# PASSAGE SHOWN
++++

SimpleDataPane
This Not That (TNT) provides a tabular data viewer that can link to selections in a PlotPane. For more complciated interactions, allowing selections from the table to be viewed in the plot see the DataPane
. We will outline the core functionality of the SimpleDataPane
and how to connect it with a data map plot, as well as looking at some of the optional customization available for the SimpleDataPane
.
The first step is to load thisnotthat
and panel
.
[1]:
import thisnotthat as tnt
import panel as pn
To make Panel based objects interactive within a notebook we need to load the panel extension
; for the SimpleDataPane
, unblike the more featureful DataPane
we do not need the tabulator
extension – this can be useful if internet-connectivity is limited.
[2]:
pn.extension()
Now we need some data to use as an example. In this case we’ll use the Palmer’s Penguins dataset, which we can get easy access to via seaborn; we will also clean up the data and rename the columns for ease of use.
[3]:
import seaborn as sns
penguins = (
sns.load_dataset('penguins')
.dropna()
.rename(
columns={
"bill_length_mm": "bill-length",
"bill_depth_mm": "bill-depth",
"flipper_length_mm": "flipper-length",
"body_mass_g": "body-mass"
}
)
)
The penguins dataset consists of a series of measurements relating to three species of penguins (Adelie, Chinstrap, and Gentoo) found in three different islands (Torgersen, Biscoe and Dream) in the Antarctic. We can glance at the first few rows to get a sense of the data.
[4]:
penguins.head()
[4]:
species | island | bill-length | bill-depth | flipper-length | body-mass | sex | |
---|---|---|---|---|---|---|---|
0 | Adelie | Torgersen | 39.1 | 18.7 | 181.0 | 3750.0 | Male |
1 | Adelie | Torgersen | 39.5 | 17.4 | 186.0 | 3800.0 | Female |
2 | Adelie | Torgersen | 40.3 | 18.0 | 195.0 | 3250.0 | Female |
4 | Adelie | Torgersen | 36.7 | 19.3 | 193.0 | 3450.0 | Female |
5 | Adelie | Torgersen | 39.3 | 20.6 | 190.0 | 3650.0 | Male |
We can instantiate a DataPane
by simply handing it a dataframe of data for display. In this case we simply pass it the penguins
dataframe. The object itself renders directly in a notebook. By default we get a table of the raw data, restricted to a maximum number of rows and columns displayed. The Download button at the bottom downloads the data as a csv file – which will make more sense once we look at the selected
Param.
[5]:
data_view = tnt.SimpleDataPane(penguins)
data_view
[5]:
We can set the max rows and columns to display at creation time.

++++

# DATASET CONTENT
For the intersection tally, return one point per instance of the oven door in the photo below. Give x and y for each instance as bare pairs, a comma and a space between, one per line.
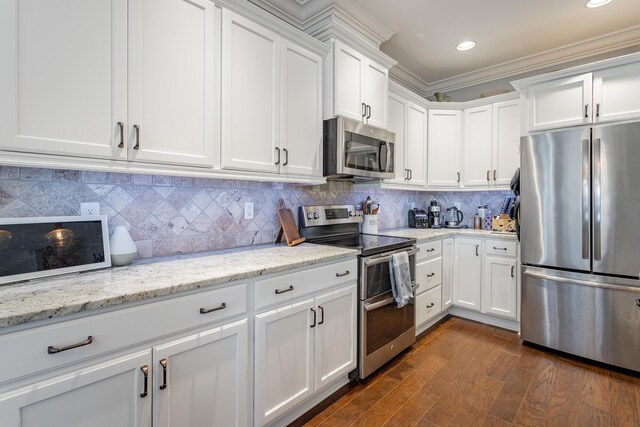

++++

# WHAT TO DO
A: In the SimpleDataPane tutorial, what does the Download button at the bottom of the table do?
B: Write the next part of the SimpleDataPane tutorial, picking up right after its final sentence.

# RESULTS IN ORDER
A: It downloads the data as a csv file.

B:
[14]:
data_view = tnt.SimpleDataPane(penguins, max_rows=10, max_cols=10)
data_view
[14]:
The primary Param of the SimpleDataPane
is the selected
attribute. Initially it is an empty list, in which case the full dataframe is displayed. However the value of the attribute is dynamic, and can be changed. If used in an interactive notebook session, then setting the selected
attribute to a list of numeric indices will select those numered rows from the dataframe, reducing the displayed set to just the selected
items. If you execute the cell below you will get an empty list.
[15]:
data_view.selected
[15]:
[]
We can, however, set the selected
Param to [1,3,5,7,9]
. The result is that the table view will update, and only display those five records. Now the Download button will be downloading the smaller dataframe of only those five records.
[16]:
data_view.selected = [1,3,5,7,9]
Let’s reset the selected
attribute so we have the full data table back again.
[17]:
data_view.selected = []
The goal of this is that we can link the selected
attribute to selected items in a data map, allowing the user to select interesting subsets or regions of the data map and immediately see the associated data records, and download them for further analysis if it is an interesting set. To see how this works we’ll need a data map. For that we’ll need some preprocessing for the numeric columns of the penguins data, and UMAP.
[9]:
from sklearn.preprocessing import RobustScaler
import umap
We can now build a data map out of the rescaled numeric penguins data, and create a PlotPane for it.
[10]:
data_for_umap = RobustScaler().fit_transform(penguins.select_dtypes(include="number"))
penguin_datamap = umap.UMAP(random_state=42).fit_transform(data_for_umap)
plot = tnt.BokehPlotPane(
penguin_datamap,
labels=penguins.species,
hover_text=penguins.island,
width=600,
height=600,
legend_location="top_right",
title="Penguins data map",
)
A quick visual check shows that our PlotPane data map looks like the sort of thing we want.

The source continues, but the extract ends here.